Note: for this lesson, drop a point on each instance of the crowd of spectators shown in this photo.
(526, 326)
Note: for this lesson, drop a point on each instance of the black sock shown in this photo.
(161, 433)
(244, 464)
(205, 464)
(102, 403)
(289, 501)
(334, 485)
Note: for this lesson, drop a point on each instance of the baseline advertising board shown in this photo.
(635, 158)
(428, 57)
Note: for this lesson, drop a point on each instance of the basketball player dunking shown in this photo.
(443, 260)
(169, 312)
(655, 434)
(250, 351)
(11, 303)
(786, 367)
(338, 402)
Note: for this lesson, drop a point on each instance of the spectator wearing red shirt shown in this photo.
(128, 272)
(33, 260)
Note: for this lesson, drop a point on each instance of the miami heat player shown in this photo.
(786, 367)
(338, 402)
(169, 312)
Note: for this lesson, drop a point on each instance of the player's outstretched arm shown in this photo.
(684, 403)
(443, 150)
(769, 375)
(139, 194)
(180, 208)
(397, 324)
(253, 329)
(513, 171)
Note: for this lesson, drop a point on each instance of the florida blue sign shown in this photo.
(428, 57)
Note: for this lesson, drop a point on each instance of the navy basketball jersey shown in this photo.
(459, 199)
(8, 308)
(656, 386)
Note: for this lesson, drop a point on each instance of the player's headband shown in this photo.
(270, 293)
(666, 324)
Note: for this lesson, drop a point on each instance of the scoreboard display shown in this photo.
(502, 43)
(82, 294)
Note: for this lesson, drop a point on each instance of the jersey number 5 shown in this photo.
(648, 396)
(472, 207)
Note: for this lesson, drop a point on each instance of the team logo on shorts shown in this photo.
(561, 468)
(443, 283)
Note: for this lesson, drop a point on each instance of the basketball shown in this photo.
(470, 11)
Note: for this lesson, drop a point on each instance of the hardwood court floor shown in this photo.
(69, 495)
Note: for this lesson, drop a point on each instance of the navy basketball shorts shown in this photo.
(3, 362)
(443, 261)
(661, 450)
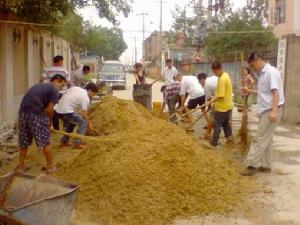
****************************************
■ Directions: Please write out the entries as a numbered list, starting at the line that contains "sign shown in this photo." and ending at the last line of the entries. Skip blank lines and leave the pictures out.

■ Result of this exercise:
1. Note: for this lesson, drop a point on each instance of the florida blue sign shown in this photo.
2. (428, 57)
3. Note: for this lesson, drop a point on each instance of the navy basketball jersey shown in this photo.
4. (459, 199)
5. (8, 308)
6. (656, 386)
7. Note: for this lesson, drop a point on each instance of the player's headband shown in this photo.
8. (270, 293)
9. (666, 324)
10. Note: for this lesson, drop a point on each instance of the scoreboard display shown in this photo.
11. (502, 43)
12. (82, 294)
13. Note: for this lesson, drop a point on each instance of the jersey number 5 shown in this photo.
14. (648, 396)
15. (472, 207)
16. Note: for this lesson, drop a point on each instance of the team logo on shorts shown in this photo.
17. (561, 468)
18. (443, 283)
19. Note: for this lesson, drop a point on each instance of the basketball shown in this photo.
20. (470, 11)
21. Note: for this lesson, drop a point on each instance of the hardwood court floor shown in this photo.
22. (69, 495)
23. Note: for this lesson, drop a point on each instance of the navy basketball shorts shown in this photo.
24. (3, 362)
25. (443, 261)
26. (661, 450)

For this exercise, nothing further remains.